*** Material supplied ***
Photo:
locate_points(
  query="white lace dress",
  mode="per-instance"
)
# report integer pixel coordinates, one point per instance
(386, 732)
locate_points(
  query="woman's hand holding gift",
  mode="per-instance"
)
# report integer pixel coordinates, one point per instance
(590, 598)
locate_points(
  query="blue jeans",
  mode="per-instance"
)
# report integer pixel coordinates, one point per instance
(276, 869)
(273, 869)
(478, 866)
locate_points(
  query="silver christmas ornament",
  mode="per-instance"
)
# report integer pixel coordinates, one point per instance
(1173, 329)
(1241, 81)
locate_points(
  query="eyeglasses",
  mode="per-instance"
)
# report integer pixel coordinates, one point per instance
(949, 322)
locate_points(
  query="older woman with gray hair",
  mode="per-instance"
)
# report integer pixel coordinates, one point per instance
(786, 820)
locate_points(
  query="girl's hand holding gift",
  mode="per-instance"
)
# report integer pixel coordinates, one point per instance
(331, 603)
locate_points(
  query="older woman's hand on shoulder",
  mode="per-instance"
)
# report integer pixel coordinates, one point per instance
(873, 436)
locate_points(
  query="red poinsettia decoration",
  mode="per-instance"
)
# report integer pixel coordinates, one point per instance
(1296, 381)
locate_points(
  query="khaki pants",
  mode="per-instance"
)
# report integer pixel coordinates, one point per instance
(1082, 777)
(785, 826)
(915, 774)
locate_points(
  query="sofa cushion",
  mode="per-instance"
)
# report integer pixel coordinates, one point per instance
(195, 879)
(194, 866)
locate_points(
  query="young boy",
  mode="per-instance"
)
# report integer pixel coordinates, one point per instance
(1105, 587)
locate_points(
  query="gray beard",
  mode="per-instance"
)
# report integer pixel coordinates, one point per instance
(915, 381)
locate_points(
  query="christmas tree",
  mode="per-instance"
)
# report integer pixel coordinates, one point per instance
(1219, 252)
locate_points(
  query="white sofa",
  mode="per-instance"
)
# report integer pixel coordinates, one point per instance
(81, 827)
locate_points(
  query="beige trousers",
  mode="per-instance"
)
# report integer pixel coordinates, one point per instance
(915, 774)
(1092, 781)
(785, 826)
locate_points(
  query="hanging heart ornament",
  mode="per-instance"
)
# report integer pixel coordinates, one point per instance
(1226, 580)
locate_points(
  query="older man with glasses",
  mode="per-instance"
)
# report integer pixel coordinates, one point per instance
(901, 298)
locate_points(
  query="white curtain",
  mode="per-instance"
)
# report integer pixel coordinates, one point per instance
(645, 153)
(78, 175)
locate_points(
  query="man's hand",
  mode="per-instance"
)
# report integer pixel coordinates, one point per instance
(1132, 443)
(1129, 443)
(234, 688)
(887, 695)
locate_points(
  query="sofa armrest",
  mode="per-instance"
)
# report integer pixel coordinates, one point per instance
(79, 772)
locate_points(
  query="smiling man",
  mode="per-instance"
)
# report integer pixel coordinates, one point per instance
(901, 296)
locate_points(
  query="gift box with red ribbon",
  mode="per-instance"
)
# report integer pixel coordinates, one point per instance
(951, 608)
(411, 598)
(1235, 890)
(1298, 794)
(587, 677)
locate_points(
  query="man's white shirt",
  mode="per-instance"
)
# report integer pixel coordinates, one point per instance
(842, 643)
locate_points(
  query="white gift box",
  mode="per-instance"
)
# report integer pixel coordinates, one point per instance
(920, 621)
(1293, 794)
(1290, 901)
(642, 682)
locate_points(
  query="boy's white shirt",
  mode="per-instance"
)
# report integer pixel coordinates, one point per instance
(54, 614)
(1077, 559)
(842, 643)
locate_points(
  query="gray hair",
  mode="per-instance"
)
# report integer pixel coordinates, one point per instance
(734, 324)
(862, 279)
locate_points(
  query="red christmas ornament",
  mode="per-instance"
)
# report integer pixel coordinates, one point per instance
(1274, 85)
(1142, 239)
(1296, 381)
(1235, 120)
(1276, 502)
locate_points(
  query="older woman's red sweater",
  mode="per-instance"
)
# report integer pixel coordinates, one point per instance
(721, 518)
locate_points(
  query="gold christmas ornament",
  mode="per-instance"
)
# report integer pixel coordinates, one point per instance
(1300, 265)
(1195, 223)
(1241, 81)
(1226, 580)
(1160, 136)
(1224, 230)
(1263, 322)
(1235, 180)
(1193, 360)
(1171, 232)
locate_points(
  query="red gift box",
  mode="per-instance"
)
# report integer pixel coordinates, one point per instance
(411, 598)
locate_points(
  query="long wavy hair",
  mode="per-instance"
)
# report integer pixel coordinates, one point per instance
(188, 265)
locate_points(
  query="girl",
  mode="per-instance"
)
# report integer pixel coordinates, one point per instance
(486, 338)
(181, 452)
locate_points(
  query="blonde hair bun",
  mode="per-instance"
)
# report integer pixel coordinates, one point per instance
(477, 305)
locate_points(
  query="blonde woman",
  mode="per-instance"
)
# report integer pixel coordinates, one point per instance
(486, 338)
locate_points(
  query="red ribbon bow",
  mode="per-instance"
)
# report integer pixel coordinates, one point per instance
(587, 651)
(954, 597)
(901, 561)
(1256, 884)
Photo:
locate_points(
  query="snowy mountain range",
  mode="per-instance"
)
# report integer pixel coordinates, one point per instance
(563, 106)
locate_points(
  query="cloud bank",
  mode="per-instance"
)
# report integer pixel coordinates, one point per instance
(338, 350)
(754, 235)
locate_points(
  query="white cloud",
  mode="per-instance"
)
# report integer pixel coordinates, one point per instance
***
Show every line from the entries that includes the word "woman".

## Response area
  query="woman's hand holding gift",
  query="older woman with gray hair",
  query="older woman's hand on shoulder",
  query="older woman's red sweater",
  query="blonde woman",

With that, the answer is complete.